Return every line of the entries that contains the word "leaf".

** Begin STORED ROWS **

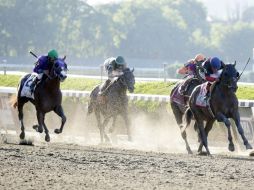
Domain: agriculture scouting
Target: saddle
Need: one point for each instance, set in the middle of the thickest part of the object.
(26, 87)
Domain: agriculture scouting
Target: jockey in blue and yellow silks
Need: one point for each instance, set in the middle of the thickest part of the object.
(212, 69)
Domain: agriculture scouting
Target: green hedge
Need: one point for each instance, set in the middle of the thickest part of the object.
(160, 88)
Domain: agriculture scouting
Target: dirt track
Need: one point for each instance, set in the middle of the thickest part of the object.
(56, 166)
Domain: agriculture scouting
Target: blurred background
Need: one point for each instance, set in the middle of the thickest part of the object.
(152, 35)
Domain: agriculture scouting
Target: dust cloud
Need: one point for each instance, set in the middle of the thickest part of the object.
(150, 131)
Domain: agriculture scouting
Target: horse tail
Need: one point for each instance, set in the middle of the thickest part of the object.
(90, 108)
(14, 101)
(188, 115)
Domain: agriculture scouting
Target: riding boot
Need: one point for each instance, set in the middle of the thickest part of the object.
(104, 87)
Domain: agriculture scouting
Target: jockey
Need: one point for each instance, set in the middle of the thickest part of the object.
(190, 70)
(42, 66)
(114, 68)
(212, 69)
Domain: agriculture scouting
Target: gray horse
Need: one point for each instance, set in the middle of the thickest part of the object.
(114, 102)
(223, 105)
(179, 102)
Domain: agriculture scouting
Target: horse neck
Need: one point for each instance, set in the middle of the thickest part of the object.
(52, 84)
(118, 88)
(222, 89)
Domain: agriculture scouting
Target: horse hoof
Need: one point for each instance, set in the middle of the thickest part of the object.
(231, 147)
(22, 135)
(248, 146)
(35, 127)
(110, 130)
(47, 138)
(58, 131)
(189, 150)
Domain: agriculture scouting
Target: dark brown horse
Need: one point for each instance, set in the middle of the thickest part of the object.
(223, 105)
(178, 102)
(47, 97)
(113, 103)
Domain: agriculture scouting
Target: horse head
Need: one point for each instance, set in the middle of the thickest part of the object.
(59, 69)
(128, 79)
(229, 77)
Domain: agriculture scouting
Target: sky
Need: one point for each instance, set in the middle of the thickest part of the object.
(221, 9)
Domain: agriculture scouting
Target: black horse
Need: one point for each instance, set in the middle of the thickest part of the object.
(222, 105)
(47, 97)
(113, 103)
(179, 102)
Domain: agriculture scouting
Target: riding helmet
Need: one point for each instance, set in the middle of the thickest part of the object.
(53, 54)
(120, 60)
(215, 63)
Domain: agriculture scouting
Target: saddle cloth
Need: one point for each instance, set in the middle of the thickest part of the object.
(26, 90)
(201, 100)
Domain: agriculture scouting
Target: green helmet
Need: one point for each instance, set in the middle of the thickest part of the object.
(120, 60)
(53, 54)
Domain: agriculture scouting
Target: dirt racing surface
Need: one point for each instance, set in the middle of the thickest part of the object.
(58, 166)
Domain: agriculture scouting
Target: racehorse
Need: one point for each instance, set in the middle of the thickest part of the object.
(223, 104)
(47, 97)
(113, 103)
(178, 102)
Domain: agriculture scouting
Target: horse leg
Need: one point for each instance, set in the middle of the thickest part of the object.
(41, 117)
(179, 120)
(59, 111)
(236, 118)
(21, 116)
(208, 127)
(222, 118)
(127, 124)
(203, 135)
(112, 128)
(104, 124)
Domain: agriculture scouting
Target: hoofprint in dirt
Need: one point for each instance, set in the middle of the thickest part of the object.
(59, 166)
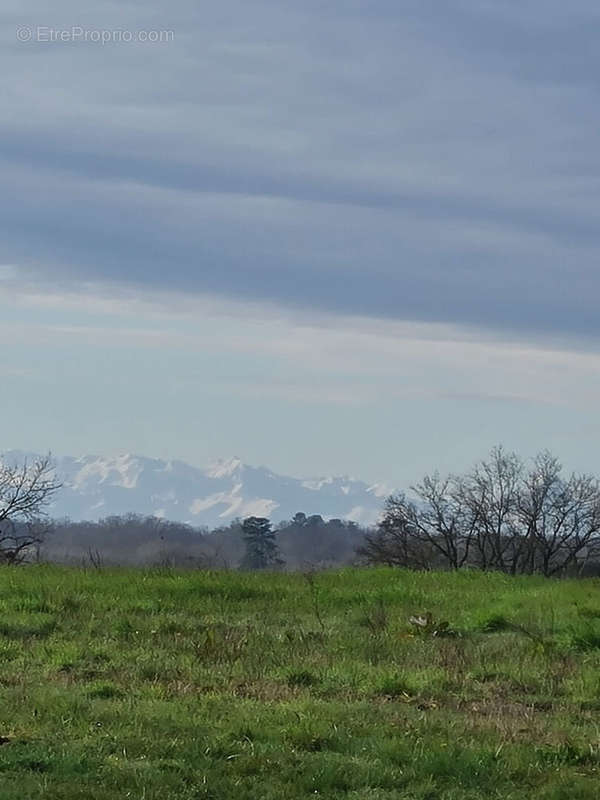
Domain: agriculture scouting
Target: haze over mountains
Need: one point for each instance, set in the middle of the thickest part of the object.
(99, 486)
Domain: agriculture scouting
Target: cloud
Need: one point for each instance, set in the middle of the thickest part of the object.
(412, 162)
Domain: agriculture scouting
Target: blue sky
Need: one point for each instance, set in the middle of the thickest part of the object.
(328, 237)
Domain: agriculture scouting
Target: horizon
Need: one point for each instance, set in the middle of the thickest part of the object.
(355, 240)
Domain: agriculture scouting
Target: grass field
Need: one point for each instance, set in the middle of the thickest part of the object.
(163, 684)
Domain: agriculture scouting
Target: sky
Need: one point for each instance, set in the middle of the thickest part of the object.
(328, 237)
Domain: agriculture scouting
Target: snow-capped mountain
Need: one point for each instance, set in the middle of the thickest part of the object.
(97, 486)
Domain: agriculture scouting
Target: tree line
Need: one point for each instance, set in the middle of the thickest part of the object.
(502, 515)
(505, 514)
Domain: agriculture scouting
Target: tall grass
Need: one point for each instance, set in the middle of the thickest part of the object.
(166, 684)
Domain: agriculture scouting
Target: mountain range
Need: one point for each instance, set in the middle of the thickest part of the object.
(99, 486)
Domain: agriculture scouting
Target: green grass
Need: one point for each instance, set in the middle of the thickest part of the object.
(164, 684)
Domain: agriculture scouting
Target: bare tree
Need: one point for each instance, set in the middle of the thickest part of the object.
(490, 495)
(499, 516)
(435, 529)
(560, 517)
(25, 491)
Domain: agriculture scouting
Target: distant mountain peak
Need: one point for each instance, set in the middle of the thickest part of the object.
(96, 486)
(224, 467)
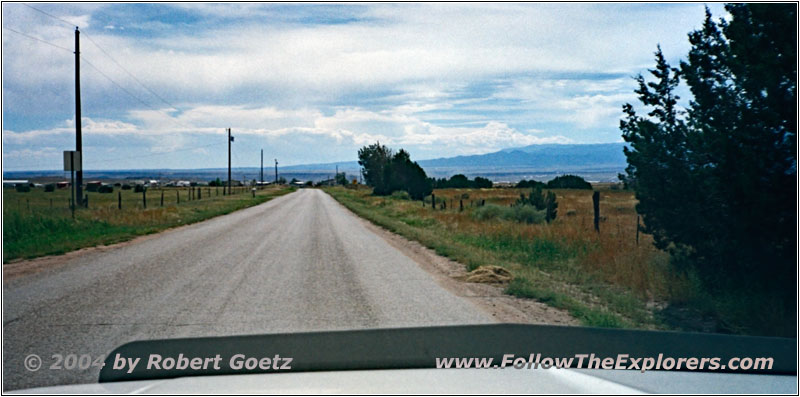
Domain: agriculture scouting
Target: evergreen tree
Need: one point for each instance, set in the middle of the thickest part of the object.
(716, 182)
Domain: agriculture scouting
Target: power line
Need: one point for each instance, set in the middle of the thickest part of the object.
(129, 73)
(154, 154)
(117, 84)
(37, 39)
(71, 25)
(107, 54)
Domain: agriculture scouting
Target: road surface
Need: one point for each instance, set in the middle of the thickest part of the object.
(300, 262)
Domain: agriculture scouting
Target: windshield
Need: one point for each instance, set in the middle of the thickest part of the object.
(175, 171)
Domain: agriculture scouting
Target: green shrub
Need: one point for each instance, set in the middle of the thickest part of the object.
(401, 194)
(569, 182)
(517, 213)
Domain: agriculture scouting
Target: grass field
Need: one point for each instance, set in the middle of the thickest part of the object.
(603, 279)
(40, 223)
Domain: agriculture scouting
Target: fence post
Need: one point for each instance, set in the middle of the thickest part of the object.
(596, 204)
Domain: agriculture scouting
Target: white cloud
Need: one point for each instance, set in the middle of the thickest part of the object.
(444, 79)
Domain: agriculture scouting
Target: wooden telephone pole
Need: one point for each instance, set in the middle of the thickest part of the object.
(230, 139)
(78, 138)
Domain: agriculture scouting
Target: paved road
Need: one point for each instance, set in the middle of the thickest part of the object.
(300, 262)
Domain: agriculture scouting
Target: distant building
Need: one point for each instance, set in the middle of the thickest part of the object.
(14, 182)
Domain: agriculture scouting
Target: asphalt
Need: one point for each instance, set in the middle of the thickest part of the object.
(300, 262)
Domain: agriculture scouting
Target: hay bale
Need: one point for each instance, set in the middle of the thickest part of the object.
(489, 274)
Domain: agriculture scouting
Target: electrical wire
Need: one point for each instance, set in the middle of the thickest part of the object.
(37, 39)
(129, 73)
(71, 25)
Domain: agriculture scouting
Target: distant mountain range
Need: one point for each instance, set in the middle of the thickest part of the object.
(595, 162)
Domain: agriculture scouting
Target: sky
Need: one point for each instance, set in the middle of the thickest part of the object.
(312, 83)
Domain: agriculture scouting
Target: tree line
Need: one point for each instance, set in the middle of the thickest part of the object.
(716, 179)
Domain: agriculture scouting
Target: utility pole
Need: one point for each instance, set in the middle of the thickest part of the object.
(230, 139)
(78, 138)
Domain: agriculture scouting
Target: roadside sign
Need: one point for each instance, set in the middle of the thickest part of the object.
(72, 160)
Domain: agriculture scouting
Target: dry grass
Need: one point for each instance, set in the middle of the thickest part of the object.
(604, 279)
(40, 223)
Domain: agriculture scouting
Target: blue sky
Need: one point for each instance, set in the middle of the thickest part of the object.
(313, 83)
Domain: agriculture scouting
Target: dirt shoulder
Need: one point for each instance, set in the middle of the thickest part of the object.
(488, 297)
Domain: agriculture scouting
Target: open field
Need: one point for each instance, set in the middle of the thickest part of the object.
(40, 223)
(603, 279)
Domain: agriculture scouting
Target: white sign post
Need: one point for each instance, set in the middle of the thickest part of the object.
(72, 163)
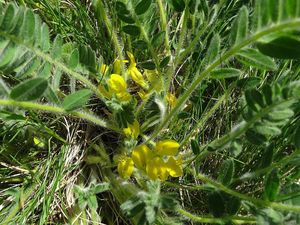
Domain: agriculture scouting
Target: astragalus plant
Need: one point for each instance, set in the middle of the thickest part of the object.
(150, 112)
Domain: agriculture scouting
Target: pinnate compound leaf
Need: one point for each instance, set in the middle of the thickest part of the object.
(131, 30)
(76, 100)
(226, 172)
(240, 26)
(213, 50)
(74, 59)
(178, 5)
(28, 27)
(297, 137)
(256, 59)
(225, 73)
(216, 204)
(8, 17)
(272, 183)
(142, 7)
(195, 147)
(282, 47)
(29, 90)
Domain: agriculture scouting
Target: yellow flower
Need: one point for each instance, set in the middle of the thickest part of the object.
(156, 169)
(135, 74)
(140, 156)
(123, 96)
(171, 99)
(104, 92)
(143, 95)
(125, 167)
(133, 130)
(167, 147)
(174, 167)
(38, 142)
(117, 85)
(117, 65)
(104, 69)
(154, 79)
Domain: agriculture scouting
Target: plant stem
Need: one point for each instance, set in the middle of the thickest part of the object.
(257, 202)
(210, 219)
(58, 110)
(217, 62)
(52, 61)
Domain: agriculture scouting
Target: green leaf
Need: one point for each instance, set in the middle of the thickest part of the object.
(133, 206)
(4, 89)
(255, 138)
(232, 204)
(142, 6)
(7, 53)
(213, 50)
(226, 172)
(268, 94)
(239, 29)
(281, 114)
(195, 147)
(76, 100)
(256, 59)
(127, 18)
(283, 47)
(140, 44)
(51, 96)
(178, 5)
(248, 83)
(164, 62)
(99, 188)
(74, 59)
(297, 137)
(267, 156)
(45, 40)
(56, 50)
(158, 39)
(8, 17)
(148, 65)
(225, 73)
(28, 27)
(29, 90)
(92, 201)
(272, 183)
(216, 204)
(267, 130)
(131, 30)
(257, 97)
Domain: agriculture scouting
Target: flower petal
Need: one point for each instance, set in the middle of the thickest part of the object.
(131, 57)
(137, 76)
(133, 130)
(167, 147)
(117, 65)
(117, 84)
(125, 167)
(140, 155)
(174, 167)
(156, 169)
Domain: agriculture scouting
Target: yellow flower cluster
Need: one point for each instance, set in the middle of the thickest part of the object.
(152, 81)
(133, 130)
(158, 163)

** End STORED ROWS **

» **PROBLEM SOLUTION**:
Target: pinnate compound leaf
Target: green leaf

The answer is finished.